[Records of labeled points]
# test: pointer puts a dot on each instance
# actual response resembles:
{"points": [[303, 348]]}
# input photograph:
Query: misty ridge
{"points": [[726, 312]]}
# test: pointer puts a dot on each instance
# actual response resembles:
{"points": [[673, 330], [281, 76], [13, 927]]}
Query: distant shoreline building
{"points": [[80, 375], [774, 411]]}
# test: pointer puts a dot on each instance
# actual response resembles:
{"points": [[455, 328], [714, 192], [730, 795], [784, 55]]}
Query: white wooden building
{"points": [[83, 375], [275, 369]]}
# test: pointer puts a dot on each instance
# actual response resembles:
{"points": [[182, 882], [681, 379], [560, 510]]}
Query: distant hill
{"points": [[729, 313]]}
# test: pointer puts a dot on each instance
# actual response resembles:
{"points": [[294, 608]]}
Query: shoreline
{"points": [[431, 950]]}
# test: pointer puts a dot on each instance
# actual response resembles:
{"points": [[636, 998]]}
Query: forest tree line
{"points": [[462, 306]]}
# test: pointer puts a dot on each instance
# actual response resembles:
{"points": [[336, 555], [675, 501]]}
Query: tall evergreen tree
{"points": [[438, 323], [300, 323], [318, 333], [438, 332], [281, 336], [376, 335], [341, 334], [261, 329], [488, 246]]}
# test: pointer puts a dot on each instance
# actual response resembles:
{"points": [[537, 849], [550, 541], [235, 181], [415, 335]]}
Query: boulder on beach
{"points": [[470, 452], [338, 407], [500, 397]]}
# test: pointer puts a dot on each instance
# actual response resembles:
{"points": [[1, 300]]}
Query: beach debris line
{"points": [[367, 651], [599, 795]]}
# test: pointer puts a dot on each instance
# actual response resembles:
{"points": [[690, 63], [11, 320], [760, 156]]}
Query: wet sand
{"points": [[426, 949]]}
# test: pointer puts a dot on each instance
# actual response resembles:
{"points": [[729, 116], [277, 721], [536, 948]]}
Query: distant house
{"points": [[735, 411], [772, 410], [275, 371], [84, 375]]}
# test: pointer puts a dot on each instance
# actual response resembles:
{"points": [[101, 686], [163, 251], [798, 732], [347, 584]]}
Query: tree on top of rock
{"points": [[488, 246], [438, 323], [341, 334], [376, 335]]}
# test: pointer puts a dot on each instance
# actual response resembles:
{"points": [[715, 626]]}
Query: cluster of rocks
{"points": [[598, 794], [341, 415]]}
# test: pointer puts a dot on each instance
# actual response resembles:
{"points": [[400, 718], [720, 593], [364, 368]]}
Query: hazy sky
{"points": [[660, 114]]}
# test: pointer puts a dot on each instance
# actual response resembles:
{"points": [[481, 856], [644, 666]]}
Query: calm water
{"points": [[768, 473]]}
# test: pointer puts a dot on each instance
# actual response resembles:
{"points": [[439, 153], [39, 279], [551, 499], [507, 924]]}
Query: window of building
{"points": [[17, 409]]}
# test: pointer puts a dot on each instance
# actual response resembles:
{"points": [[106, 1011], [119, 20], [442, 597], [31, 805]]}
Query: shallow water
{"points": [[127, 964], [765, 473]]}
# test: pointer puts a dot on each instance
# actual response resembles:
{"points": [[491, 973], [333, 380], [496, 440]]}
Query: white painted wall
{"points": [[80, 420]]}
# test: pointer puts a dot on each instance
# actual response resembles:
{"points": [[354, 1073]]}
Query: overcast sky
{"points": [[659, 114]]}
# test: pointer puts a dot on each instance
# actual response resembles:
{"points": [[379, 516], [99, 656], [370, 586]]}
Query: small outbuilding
==
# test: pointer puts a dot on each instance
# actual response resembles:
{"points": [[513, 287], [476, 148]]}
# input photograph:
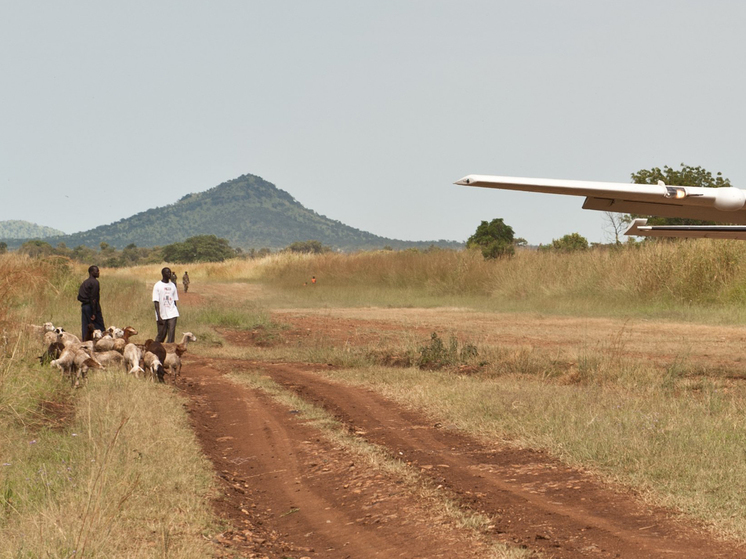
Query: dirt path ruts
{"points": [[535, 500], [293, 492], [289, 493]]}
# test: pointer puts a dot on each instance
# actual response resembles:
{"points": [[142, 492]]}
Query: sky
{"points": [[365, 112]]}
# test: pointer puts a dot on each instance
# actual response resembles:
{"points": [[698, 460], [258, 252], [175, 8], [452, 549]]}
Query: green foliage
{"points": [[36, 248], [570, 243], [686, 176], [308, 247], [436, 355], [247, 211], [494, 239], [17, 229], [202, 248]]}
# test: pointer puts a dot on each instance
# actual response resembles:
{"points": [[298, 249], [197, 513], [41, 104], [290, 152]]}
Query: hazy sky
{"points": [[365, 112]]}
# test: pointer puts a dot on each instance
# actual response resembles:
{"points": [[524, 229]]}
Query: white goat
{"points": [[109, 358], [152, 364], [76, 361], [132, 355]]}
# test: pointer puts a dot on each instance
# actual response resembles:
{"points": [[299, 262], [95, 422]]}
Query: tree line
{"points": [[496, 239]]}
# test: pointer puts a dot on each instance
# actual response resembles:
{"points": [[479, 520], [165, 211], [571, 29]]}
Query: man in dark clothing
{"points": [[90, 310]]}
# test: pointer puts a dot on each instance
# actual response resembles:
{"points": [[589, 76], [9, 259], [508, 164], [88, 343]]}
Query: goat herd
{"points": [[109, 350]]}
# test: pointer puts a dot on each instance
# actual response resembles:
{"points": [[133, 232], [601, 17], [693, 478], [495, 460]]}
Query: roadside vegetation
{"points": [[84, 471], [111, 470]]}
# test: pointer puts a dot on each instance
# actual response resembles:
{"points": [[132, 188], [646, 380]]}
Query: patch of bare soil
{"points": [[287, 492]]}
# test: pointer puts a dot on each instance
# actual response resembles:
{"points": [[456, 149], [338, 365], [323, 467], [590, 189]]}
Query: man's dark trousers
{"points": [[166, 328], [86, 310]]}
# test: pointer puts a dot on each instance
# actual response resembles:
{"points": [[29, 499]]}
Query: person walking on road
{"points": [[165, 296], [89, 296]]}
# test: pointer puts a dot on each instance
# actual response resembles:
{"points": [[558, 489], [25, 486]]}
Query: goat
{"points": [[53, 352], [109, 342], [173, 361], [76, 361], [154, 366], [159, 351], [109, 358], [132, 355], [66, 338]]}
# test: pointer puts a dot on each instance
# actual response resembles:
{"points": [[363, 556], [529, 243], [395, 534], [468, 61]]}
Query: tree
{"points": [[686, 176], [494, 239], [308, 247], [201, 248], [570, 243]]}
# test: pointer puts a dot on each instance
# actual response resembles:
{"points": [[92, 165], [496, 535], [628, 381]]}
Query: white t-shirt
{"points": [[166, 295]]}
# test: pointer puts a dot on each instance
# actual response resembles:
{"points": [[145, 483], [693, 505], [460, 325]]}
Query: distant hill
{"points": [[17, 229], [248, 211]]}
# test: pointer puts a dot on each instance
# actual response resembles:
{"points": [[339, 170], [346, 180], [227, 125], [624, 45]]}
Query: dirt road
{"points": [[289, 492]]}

YOUR GOAL: Collect every line in the entries above that contains the string "shoreline", copying each line in full. Treat case as significant.

THE RESULT:
Query: distant shoreline building
Query: shoreline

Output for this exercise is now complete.